Listing:
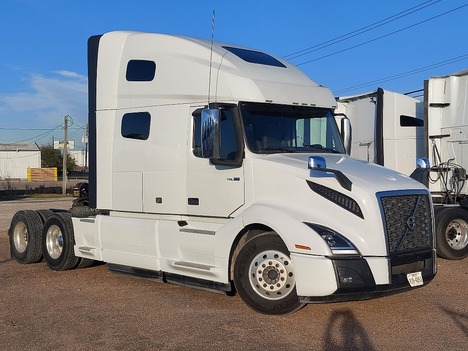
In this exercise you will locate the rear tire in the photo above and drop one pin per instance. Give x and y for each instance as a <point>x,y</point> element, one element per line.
<point>452,233</point>
<point>264,275</point>
<point>25,237</point>
<point>58,242</point>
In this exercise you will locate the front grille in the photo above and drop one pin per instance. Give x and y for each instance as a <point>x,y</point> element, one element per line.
<point>408,222</point>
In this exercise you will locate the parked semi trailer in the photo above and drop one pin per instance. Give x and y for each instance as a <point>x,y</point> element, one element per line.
<point>223,168</point>
<point>400,132</point>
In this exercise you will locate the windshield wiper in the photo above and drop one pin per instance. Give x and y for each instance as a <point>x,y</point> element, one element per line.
<point>321,148</point>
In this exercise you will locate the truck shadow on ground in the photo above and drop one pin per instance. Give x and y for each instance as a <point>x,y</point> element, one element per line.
<point>344,332</point>
<point>460,319</point>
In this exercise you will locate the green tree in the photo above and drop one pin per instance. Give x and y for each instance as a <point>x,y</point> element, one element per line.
<point>51,157</point>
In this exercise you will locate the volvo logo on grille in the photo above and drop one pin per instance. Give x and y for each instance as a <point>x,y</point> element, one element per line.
<point>411,222</point>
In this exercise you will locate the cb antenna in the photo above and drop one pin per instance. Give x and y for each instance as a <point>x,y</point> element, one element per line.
<point>211,53</point>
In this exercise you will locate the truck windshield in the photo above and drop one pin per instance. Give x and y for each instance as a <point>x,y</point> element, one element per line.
<point>273,128</point>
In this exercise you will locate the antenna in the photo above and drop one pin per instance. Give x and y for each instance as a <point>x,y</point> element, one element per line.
<point>211,53</point>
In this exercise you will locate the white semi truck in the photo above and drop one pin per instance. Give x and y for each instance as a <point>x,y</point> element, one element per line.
<point>401,132</point>
<point>223,168</point>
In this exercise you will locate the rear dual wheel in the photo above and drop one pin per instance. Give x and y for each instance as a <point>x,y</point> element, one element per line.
<point>24,235</point>
<point>452,232</point>
<point>58,243</point>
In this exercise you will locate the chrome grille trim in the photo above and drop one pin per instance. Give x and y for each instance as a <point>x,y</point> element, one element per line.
<point>408,221</point>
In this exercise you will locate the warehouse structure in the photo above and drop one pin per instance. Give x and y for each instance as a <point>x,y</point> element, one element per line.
<point>16,158</point>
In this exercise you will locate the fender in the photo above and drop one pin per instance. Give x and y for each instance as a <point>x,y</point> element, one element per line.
<point>300,238</point>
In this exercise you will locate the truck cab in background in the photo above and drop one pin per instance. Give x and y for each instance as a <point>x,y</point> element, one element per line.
<point>401,132</point>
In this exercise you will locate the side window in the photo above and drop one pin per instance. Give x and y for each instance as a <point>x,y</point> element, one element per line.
<point>229,148</point>
<point>228,136</point>
<point>140,70</point>
<point>136,125</point>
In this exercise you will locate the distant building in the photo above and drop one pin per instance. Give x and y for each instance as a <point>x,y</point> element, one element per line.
<point>16,158</point>
<point>80,157</point>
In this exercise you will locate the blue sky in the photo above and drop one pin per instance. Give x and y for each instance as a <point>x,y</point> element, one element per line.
<point>352,46</point>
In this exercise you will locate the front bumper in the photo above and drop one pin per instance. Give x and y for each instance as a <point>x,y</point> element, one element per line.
<point>355,278</point>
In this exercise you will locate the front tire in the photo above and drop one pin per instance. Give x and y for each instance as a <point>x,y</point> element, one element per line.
<point>58,242</point>
<point>264,275</point>
<point>452,233</point>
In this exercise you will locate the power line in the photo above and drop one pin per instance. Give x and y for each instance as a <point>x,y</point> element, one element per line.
<point>360,31</point>
<point>42,135</point>
<point>383,36</point>
<point>405,74</point>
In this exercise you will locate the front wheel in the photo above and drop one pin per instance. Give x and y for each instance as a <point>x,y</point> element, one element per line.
<point>264,275</point>
<point>452,233</point>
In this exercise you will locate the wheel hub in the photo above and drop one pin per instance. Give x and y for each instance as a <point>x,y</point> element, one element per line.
<point>20,237</point>
<point>272,275</point>
<point>54,241</point>
<point>457,234</point>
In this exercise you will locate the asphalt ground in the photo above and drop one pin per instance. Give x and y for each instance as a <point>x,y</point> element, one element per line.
<point>94,309</point>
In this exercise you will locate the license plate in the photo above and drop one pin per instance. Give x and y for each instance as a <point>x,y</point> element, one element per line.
<point>415,279</point>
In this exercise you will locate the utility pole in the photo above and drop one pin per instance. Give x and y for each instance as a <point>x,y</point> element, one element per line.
<point>86,147</point>
<point>65,155</point>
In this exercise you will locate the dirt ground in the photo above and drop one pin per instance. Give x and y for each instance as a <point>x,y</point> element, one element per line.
<point>93,309</point>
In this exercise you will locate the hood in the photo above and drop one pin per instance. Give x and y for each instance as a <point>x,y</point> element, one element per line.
<point>363,175</point>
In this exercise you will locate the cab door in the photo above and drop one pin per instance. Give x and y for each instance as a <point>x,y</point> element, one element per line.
<point>215,187</point>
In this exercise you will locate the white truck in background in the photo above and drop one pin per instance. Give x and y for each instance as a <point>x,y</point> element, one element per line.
<point>401,132</point>
<point>223,168</point>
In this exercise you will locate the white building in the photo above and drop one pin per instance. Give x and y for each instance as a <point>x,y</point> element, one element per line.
<point>16,158</point>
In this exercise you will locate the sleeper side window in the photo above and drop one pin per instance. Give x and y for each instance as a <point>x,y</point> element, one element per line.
<point>136,125</point>
<point>140,71</point>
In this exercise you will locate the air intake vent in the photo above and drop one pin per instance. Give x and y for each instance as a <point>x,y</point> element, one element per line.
<point>337,198</point>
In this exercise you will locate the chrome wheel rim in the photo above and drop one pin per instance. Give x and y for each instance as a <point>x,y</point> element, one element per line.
<point>20,237</point>
<point>272,275</point>
<point>457,234</point>
<point>54,241</point>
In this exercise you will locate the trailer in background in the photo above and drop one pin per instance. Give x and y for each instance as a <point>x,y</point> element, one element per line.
<point>401,132</point>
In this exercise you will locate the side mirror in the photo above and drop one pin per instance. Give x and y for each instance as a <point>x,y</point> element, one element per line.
<point>346,134</point>
<point>210,133</point>
<point>423,162</point>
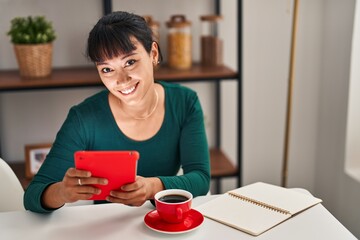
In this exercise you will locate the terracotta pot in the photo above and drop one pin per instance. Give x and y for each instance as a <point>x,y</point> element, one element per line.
<point>34,60</point>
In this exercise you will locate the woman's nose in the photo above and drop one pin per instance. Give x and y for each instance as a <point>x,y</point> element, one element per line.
<point>123,76</point>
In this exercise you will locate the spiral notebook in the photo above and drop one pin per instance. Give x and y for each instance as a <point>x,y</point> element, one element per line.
<point>257,207</point>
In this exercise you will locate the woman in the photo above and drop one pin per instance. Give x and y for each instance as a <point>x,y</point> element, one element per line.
<point>162,121</point>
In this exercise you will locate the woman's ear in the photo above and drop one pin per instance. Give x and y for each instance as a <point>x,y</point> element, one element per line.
<point>155,53</point>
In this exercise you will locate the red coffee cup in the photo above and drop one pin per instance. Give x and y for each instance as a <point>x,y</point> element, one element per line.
<point>173,205</point>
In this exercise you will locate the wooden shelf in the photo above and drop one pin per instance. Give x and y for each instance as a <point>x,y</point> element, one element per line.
<point>220,164</point>
<point>10,80</point>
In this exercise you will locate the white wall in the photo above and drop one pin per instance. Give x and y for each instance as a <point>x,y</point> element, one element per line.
<point>342,193</point>
<point>320,89</point>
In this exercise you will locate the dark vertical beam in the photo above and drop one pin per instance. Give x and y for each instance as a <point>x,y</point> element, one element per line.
<point>239,90</point>
<point>217,110</point>
<point>107,6</point>
<point>217,96</point>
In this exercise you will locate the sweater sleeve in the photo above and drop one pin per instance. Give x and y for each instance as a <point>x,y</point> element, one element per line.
<point>59,159</point>
<point>194,153</point>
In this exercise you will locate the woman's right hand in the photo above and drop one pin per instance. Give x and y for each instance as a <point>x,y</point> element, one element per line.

Written problem: Render the stretch of the data above that begins with the line containing "In this exercise you will locate the windshield" and ends with the line containing "<point>460,319</point>" as a JSON list of strings. Use one string per line, include both end lines, and leave out blank lines.

Exercise solution:
[
  "In this exercise you will locate the windshield wiper in the photo above and drop one pin per instance. Give x and y for each instance as a <point>x,y</point> element, one element per line.",
  "<point>321,148</point>",
  "In this exercise you will locate the truck shadow on ground in the photo above and drop one pin per instance. Give x and y for each instance as a <point>x,y</point> element, one element per line.",
  "<point>344,332</point>",
  "<point>460,319</point>"
]